Lent: Call to an Altared/Altered Life


Romans 12:1-2

12 1-2 So here’s what I want you to do, God helping you: Take your everyday, ordinary life—your sleeping, eating, going-to-work, and walking-around life—and place it before God as an offering. Embracing what God does for you is the best thing you can do for him. Don’t become so well-adjusted to your culture that you fit into it without even thinking. Instead, fix your attention on God. You’ll be changed from the inside out. Readily recognize what he wants from you, and quickly respond to it. Unlike the culture around you, always dragging you down to its level of immaturity, God brings the best out of you, develops well-formed maturity in you.  (The Message)

Sixth Sunday in Lent

Unlike the culture around you, always dragging you down to its level of immaturity, God brings the best out of you, develops well-formed maturity in you.

What is this “culture” Paul warns about here? Misunderstanding and mischief follow not getting this right. “Culture” or “world” carries many meanings in scripture. Here it is counter-pointed by Paul’s insistence on fixing our attention on God and responding promptly to what he calls us to do. World, then means that constellation of forces, inducements, allures, and temptations that do their best to distance, distract, and dilute what Paul calls for.

-This is NOT the world as our physical habitat. God created it good, even very good, and even though it has been misused and damaged by sin, it remains good in God’s valuation.

-This is NOT a total understanding of the setting in which we live. The whole of the world, its ideas, artifacts, achievements, and hopes, are not uniformly evil and to be rejected. There are many things noble and worthwhile for Christians to value and share in in our culture. See Paul in Phil.4:8 for confirmation.

# INSTRUCTIONS:
A – In the Lent text, which translation is the quoted passage of Romans 12:1-2 taken from?
B – Copy from the Lent text the part that opens with the words containing "-This is NOT a" and closes with "Phil.4:8 for confirmation.".

# RAW DATA:
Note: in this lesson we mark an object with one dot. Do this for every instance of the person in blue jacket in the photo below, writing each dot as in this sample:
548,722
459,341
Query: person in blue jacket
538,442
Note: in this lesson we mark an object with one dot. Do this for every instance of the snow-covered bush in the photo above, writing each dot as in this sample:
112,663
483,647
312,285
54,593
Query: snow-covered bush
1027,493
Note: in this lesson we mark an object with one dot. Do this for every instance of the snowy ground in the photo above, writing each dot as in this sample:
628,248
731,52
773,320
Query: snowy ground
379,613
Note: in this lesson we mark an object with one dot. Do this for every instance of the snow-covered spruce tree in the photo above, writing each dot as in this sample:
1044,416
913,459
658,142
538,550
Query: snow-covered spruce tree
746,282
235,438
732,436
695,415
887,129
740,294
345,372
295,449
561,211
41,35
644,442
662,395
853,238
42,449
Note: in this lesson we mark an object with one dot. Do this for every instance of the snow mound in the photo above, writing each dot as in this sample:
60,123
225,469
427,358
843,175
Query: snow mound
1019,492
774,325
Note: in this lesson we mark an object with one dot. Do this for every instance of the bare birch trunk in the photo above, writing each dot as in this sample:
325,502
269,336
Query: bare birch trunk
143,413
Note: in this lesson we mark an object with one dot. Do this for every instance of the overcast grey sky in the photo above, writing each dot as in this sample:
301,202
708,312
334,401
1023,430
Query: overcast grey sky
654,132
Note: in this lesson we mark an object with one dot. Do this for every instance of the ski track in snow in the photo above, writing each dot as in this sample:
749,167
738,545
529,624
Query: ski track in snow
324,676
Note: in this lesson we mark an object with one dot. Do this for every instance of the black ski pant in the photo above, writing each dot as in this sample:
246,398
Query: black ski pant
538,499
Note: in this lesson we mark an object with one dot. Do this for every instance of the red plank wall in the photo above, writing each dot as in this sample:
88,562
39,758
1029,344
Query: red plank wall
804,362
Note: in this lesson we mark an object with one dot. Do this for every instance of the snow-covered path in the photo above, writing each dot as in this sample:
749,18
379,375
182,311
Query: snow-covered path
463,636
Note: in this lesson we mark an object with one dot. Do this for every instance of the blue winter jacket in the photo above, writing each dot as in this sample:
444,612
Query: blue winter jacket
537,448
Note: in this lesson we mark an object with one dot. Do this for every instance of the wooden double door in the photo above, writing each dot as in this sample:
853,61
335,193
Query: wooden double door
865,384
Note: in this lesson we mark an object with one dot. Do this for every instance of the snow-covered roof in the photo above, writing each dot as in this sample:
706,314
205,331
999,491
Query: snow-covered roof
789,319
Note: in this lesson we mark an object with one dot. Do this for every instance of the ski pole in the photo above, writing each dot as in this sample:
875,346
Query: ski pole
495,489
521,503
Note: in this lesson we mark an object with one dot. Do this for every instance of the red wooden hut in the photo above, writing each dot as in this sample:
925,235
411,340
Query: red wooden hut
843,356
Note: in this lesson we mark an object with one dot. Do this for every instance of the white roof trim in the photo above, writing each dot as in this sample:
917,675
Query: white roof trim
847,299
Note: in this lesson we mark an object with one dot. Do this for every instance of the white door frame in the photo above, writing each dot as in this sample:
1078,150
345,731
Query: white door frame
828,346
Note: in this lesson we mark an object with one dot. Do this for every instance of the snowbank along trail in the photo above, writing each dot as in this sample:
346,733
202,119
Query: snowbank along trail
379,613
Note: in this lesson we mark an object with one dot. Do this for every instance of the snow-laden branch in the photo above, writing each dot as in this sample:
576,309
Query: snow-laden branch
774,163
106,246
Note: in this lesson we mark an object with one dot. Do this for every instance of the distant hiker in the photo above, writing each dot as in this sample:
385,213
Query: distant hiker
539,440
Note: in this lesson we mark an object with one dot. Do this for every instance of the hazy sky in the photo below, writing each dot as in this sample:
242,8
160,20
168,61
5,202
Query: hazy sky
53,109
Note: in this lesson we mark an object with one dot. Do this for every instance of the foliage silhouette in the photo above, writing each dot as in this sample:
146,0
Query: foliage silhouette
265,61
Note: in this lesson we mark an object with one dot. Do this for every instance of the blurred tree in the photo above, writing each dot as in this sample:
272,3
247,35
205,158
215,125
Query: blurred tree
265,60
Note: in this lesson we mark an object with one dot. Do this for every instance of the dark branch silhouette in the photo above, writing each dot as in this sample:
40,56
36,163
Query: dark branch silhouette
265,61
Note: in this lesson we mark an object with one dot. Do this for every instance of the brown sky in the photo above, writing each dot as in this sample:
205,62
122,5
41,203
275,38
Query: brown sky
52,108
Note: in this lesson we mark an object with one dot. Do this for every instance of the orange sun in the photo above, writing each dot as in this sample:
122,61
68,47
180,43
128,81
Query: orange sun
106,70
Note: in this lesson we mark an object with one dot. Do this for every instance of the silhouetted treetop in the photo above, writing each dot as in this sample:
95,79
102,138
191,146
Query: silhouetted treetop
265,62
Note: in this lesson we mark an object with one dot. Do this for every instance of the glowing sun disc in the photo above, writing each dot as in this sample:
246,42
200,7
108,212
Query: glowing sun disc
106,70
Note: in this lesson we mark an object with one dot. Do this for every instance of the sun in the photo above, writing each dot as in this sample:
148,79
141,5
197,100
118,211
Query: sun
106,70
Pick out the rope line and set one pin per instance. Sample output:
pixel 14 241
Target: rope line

# PROBLEM SOLUTIONS:
A – The Message

B –
-This is NOT a total understanding of the setting in which we live. The whole of the world, its ideas, artifacts, achievements, and hopes, are not uniformly evil and to be rejected. There are many things noble and worthwhile for Christians to value and share in in our culture. See Paul in Phil.4:8 for confirmation.